Your response should be a copy of each line in the listing below that includes the word "blue".

○ ○ ○

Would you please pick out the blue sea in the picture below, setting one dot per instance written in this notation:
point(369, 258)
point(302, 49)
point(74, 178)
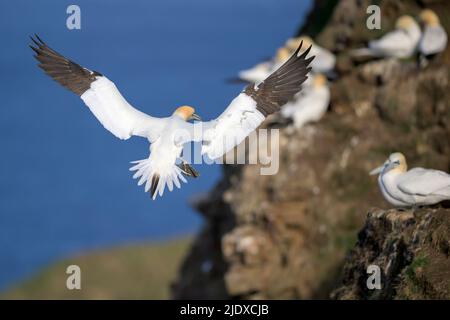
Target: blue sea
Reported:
point(64, 182)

○ ○ ○

**FINAL ANSWER**.
Would you please pick out the blue sea in the picture below, setting one dot per instance written in this notation:
Target: blue sea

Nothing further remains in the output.